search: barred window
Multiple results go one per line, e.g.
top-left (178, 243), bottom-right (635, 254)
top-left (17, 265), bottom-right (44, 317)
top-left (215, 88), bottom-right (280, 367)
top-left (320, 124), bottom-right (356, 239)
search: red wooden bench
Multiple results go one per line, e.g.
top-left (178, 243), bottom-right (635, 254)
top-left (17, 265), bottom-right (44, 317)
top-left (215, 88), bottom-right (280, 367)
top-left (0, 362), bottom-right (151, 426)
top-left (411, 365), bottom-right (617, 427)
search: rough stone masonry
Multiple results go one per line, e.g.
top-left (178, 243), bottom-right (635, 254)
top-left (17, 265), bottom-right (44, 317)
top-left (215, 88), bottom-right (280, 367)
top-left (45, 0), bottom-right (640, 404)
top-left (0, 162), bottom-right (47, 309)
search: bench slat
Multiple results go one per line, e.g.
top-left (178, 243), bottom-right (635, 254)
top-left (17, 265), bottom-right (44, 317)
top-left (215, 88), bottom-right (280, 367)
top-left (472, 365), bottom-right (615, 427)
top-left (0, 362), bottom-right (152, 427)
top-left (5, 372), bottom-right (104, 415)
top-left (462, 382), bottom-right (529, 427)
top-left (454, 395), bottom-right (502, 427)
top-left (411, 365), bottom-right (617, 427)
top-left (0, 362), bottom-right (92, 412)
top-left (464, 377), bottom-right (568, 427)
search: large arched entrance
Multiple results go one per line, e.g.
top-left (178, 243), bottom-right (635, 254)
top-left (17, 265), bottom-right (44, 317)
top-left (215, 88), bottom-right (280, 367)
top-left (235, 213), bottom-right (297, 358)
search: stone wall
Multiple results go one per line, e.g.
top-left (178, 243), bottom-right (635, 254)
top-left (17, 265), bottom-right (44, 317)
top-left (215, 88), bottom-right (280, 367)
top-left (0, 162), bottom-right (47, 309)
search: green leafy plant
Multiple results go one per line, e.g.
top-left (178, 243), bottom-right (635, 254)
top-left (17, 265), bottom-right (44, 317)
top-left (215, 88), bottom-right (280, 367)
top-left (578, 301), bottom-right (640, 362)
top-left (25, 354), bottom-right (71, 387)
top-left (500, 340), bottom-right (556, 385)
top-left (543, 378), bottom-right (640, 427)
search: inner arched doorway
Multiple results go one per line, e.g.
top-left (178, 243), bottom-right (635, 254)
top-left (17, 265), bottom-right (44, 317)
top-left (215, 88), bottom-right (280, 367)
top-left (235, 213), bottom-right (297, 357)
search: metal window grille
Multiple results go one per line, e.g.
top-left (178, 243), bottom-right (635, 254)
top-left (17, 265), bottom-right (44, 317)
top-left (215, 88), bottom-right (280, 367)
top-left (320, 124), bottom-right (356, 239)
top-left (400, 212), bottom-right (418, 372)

STATED PROBLEM → How many lines in the records above contain the word "search"? Give only the number.

RIGHT ANSWER → 9